Understanding is the Bridge to Empathy in Race Matters

Only twice in my life have I ever noticed that I was different. That I was, or could be identified, as “other”. Now to be sure, at neither time did this realization make me uncomfortable. That’s probably because I was in a relatively familiar setting, just among a rather homogenous group of people where I was the guy who stood out. Being the only person in church or on the basketball court who is NOT of color was for me, a non-large very white male, more a case of “huh, that’s different” than a case of ” be on guard”.

More than anything else, that is likely part of the core of what is meant when we hear talk of “white privilege”: I am only at risk if I actually do something wrong.

Sitting here in suburbia, in middle-age, it’s instructive to look back at how I’ve arrived at such a place. A place where I always feel like I could belong no matter where my place takes me. The town of my earliest youth is probably most responsible for this. Southbridge was a dying mill town in Central Massachusetts, although none of us kids new it was dying at the time. Settled initially by French-Canadien ex-pats, a second wave of migration from Puerto Rico occurred before I went to grade school. 10 or 15 percent of my classmates were children of Puerto Rican immigrants, but I knew them only as kids in school or teammates on the various fields of our youth. We fought side-by-side 100 times more often than we ever fought facing each other. Sure, they were different. Their grandparents spoke Spanish while most of ours spoke French.

Home since childhood has been driven more by economics than any other factor. Most of my life since then has been lived in worlds that roughly track the Southbridge of my youth, roughly 80% White/20% Black or Brown. People of color were either there when I arrived (and so belonged as much as I), or arrived the same way I did (and so belonged as much as I). At this point I should confess that I’ve never given too very much thought to the color mix of my surroundings. This may also constitute “white privilege” I suppose, the privilege of not needing to be aware of color at all. What makes that kind of funny is that until the very last major move of my life, each time I’ve moved to a new place, many people assumed that I was Black prior to my arrival. Darrell White the presumably Black football player arriving at a new high school or at college? Nope. Short, skinny white guy. Darrell White the first ever Black med student or Black resident at my respective schools? Sorry to disappoint. Still, short skinny white guy. Only my voice is 6’5″, and with no accent whatsoever it is colorless.

— Exercise instructions —
[1] According to the essay on race and empathy, what kind of town was Southbridge?
[2] Return everything in the essay on race and empathy from "Understanding is the" down to "do something wrong.".
[3] Resume the essay on race and empathy from the point where it stops.

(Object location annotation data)
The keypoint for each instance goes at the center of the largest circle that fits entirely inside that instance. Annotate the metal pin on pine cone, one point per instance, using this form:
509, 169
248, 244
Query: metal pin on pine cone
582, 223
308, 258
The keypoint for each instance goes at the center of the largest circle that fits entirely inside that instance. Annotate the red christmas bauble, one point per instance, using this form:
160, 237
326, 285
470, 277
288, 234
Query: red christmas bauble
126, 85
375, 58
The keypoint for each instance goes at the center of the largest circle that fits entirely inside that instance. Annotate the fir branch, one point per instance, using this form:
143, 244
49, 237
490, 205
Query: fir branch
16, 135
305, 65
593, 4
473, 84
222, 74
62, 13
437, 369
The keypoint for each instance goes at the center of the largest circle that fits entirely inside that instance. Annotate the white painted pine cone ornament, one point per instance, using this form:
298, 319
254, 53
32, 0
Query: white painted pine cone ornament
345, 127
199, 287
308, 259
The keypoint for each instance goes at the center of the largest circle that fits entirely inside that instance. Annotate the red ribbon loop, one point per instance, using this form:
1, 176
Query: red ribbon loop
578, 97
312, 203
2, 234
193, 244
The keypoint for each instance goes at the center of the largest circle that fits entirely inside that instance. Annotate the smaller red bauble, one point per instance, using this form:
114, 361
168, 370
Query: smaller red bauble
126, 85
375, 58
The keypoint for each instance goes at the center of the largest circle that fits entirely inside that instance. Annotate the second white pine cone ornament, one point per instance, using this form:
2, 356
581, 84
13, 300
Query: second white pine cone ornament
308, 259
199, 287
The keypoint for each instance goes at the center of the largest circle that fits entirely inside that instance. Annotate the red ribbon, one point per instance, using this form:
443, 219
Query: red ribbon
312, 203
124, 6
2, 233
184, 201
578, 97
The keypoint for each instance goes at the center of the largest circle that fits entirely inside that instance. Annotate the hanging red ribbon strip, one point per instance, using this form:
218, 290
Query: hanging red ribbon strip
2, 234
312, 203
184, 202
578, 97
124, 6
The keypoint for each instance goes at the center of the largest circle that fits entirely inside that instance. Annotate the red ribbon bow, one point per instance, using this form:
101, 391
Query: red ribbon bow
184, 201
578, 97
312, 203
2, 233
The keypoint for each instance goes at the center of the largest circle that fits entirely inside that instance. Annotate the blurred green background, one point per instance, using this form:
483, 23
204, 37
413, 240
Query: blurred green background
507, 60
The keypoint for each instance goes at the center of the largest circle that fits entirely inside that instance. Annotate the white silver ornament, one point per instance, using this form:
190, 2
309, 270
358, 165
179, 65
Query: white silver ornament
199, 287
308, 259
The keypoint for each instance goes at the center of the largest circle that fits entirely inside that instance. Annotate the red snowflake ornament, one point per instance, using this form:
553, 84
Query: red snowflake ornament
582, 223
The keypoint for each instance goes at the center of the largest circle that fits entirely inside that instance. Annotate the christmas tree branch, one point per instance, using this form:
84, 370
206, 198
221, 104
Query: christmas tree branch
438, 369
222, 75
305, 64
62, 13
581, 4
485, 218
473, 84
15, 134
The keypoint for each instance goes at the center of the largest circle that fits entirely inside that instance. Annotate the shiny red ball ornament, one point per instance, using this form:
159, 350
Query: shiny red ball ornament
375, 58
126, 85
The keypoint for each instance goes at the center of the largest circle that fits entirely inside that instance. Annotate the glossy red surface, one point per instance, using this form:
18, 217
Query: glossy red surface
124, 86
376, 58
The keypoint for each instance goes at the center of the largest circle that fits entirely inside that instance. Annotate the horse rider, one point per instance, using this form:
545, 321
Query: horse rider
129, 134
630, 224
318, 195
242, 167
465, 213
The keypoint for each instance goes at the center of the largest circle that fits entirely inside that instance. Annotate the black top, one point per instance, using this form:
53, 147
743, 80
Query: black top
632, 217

— Written answers —
[1] A dying mill town in Central Massachusetts.

[2]
Understanding is the Bridge to Empathy in Race Matters

Only twice in my life have I ever noticed that I was different. That I was, or could be identified, as “other”. Now to be sure, at neither time did this realization make me uncomfortable. That’s probably because I was in a relatively familiar setting, just among a rather homogenous group of people where I was the guy who stood out. Being the only person in church or on the basketball court who is NOT of color was for me, a non-large very white male, more a case of “huh, that’s different” than a case of ” be on guard”.

More than anything else, that is likely part of the core of what is meant when we hear talk of “white privilege”: I am only at risk if I actually do something wrong.

[3]
How about those two instances where I did feel different, in church and on the basketball court? In church it was mostly humorous since the other congregants made such a huge effort to make me feel welcome. Indeed, as the only White family among the churchgoers at the Black Baptist church one Christmas it was more than comical when the pastor, my friend the Rev. Mel Woodard, introduced us from the altar (over my gentle objection) to the congregation. “Please welcome The Whites!” With a twinkle in her eye “Lovely Daughter” leaned over to me in the pew: “Duh!” No, other than the obvious pointed out by Megan, in that setting the group made sure that only the most superficial differences existed for me in that room. I would only be “other” if I chose to be.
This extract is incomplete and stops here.